((
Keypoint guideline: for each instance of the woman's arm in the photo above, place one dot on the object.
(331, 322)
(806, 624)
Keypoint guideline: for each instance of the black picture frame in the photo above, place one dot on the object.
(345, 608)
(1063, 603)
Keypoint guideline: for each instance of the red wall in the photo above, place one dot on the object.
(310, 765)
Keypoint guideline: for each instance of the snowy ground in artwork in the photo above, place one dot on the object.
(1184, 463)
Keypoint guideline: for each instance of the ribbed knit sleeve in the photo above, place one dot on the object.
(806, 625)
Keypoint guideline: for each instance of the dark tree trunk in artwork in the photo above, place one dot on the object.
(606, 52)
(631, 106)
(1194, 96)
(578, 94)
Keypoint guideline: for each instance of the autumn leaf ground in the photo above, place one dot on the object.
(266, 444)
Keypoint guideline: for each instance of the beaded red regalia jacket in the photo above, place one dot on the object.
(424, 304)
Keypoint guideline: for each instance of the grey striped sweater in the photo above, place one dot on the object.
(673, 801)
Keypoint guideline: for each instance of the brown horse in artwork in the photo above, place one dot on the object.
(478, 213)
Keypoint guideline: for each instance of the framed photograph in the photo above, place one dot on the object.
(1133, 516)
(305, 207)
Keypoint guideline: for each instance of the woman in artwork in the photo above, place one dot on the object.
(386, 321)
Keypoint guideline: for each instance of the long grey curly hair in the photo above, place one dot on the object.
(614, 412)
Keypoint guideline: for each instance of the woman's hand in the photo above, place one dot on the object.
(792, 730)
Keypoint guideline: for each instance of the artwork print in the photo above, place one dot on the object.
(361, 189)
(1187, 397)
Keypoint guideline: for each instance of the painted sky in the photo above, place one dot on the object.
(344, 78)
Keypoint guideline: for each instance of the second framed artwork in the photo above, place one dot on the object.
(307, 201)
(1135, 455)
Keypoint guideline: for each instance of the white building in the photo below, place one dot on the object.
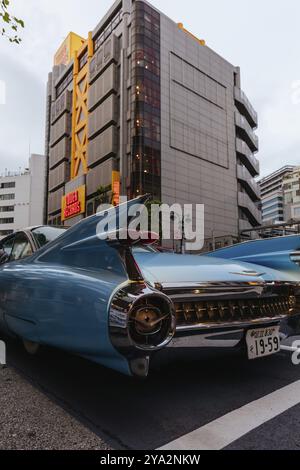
(22, 197)
(291, 189)
(272, 195)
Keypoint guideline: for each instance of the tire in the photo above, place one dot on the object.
(31, 348)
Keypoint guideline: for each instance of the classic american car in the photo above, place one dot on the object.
(118, 302)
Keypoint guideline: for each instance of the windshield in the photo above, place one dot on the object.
(44, 235)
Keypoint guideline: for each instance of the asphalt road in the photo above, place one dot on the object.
(180, 396)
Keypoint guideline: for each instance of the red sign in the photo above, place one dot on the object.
(73, 205)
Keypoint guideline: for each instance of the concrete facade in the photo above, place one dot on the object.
(291, 195)
(165, 111)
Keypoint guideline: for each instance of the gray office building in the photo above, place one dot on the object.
(144, 104)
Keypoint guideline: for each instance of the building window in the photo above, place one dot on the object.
(64, 84)
(105, 32)
(7, 197)
(7, 208)
(8, 185)
(3, 233)
(145, 93)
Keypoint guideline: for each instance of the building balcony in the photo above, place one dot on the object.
(248, 183)
(245, 132)
(247, 157)
(245, 107)
(250, 209)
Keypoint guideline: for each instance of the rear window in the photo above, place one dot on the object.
(45, 235)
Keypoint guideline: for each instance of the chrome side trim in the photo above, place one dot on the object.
(202, 327)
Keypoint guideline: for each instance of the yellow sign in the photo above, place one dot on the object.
(116, 187)
(73, 204)
(67, 50)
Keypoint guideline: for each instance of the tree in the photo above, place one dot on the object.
(11, 22)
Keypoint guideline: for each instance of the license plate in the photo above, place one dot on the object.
(263, 342)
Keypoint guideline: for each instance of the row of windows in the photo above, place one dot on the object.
(146, 120)
(7, 220)
(273, 214)
(272, 201)
(7, 197)
(64, 84)
(104, 34)
(8, 185)
(7, 208)
(273, 207)
(3, 233)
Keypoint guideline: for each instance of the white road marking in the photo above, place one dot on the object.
(229, 428)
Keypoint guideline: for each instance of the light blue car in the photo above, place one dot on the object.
(118, 303)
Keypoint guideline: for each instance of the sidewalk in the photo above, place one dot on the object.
(30, 421)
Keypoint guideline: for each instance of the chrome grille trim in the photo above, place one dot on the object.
(235, 311)
(235, 304)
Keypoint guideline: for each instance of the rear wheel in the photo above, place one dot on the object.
(31, 347)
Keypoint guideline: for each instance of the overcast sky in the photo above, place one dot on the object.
(262, 37)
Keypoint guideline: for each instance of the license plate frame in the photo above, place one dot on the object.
(263, 342)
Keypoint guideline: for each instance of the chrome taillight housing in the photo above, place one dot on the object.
(141, 319)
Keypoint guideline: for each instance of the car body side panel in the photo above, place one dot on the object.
(63, 307)
(273, 253)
))
◆ WRITTEN TASK ◆
Reproduce the part of the records that opens with the line containing "Keypoint guideline: for each instance of the car" and runs through the end of the records, and give only those lines. Keep the request line as it is, but multiply every coordinate in the answers by 1.7 and round each result to a whole number, rounding halves up.

◆ TASK RESPONSE ◆
Keypoint guideline: for each instance of the car body side panel in the photo above, place one dot on the object.
(107, 522)
(464, 430)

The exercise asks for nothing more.